=== TEXT SEGMENT ===

Handy v Police

Case

[2017] NZCA 557

5 December 2017 at 10.00 am


IN THE COURT OF APPEAL OF NEW ZEALAND

CA101/2016
[2017] NZCA 557

BETWEEN

JARVIS-MONTREL HANDY
Applicant

AND

NEW ZEALAND POLICE
Respondent

Hearing:

16 November 2017

Court:

Brown, Courtney and Toogood JJ

Counsel:

Applicant in person
J E Mildenhall for Respondent

Judgment:

5 December 2017 at 10.00 am

JUDGMENT OF THE COURT

AThe application for an extension of time to file the application for leave to bring a second appeal is granted.

BThe application for leave to bring a second appeal is declined.

____________________________________________________________________

REASONS OF THE COURT

(Given by Toogood J)

===

- [PROMPT]:
Answer these questions using the court judgment above:
(a) On what date was the hearing held?
(b) Which judge gave the reasons of the court?
(c) What was decided on the application for leave to bring a second appeal?

=== MATERIAL SUPPLIED ===

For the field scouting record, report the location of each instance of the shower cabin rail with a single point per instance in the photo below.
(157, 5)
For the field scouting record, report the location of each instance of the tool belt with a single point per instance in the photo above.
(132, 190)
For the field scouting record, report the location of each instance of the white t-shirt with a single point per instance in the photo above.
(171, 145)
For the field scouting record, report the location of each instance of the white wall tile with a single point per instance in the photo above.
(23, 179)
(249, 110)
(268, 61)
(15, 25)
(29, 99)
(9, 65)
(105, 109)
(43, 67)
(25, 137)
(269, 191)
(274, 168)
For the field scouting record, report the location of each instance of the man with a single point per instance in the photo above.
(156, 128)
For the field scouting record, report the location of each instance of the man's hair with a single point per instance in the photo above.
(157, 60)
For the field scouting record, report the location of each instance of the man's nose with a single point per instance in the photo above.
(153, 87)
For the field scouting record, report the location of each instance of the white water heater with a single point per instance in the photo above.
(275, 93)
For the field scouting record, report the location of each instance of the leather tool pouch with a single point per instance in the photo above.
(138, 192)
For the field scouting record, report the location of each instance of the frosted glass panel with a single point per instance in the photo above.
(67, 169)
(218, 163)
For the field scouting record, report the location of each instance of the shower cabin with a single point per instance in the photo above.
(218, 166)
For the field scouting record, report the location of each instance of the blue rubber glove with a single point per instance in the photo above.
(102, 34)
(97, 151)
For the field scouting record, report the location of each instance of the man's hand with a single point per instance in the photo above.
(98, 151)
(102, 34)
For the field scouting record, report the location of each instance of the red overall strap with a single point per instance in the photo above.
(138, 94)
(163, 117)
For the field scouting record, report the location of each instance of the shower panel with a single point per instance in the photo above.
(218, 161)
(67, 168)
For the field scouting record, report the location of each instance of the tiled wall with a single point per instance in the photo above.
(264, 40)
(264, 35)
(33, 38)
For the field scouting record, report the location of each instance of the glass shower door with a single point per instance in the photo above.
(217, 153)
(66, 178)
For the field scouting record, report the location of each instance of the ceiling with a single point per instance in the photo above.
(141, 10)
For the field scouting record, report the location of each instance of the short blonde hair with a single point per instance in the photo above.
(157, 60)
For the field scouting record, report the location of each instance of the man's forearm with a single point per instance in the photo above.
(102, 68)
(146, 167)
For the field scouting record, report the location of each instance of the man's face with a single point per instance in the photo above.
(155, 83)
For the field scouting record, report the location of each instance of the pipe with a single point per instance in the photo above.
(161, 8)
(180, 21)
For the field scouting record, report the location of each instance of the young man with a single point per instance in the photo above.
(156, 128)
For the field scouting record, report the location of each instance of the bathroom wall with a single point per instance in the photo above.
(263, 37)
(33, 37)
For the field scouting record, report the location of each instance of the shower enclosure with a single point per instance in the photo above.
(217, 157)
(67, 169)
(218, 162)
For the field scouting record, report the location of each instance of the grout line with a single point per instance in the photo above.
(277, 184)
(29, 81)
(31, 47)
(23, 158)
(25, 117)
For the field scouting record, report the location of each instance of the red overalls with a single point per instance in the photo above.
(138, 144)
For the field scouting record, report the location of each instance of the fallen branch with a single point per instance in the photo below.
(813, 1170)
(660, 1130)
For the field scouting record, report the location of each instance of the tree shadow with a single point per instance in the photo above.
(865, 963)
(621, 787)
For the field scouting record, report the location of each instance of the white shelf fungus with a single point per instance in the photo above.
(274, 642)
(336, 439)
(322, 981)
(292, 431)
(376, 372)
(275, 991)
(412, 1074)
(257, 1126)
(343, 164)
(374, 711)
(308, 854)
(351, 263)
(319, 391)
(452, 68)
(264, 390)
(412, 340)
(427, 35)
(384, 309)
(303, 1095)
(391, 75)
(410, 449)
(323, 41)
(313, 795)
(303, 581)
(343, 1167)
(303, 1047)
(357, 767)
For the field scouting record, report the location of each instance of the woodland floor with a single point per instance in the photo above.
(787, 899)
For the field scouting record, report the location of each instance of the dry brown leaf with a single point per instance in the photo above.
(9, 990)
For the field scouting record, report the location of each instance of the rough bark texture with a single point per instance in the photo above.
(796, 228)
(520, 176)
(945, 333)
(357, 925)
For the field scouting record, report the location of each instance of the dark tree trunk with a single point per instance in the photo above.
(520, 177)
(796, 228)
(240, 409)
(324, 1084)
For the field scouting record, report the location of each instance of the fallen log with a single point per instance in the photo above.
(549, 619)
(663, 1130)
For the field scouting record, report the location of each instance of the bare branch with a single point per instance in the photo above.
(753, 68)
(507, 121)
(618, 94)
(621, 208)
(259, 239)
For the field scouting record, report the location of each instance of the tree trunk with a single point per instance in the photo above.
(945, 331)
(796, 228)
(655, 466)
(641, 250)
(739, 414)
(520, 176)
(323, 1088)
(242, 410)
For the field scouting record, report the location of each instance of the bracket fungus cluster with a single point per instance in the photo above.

===

- [FINISHED ANSWER]:
(a) 16 November 2017
(b) Toogood J
(c) It was declined.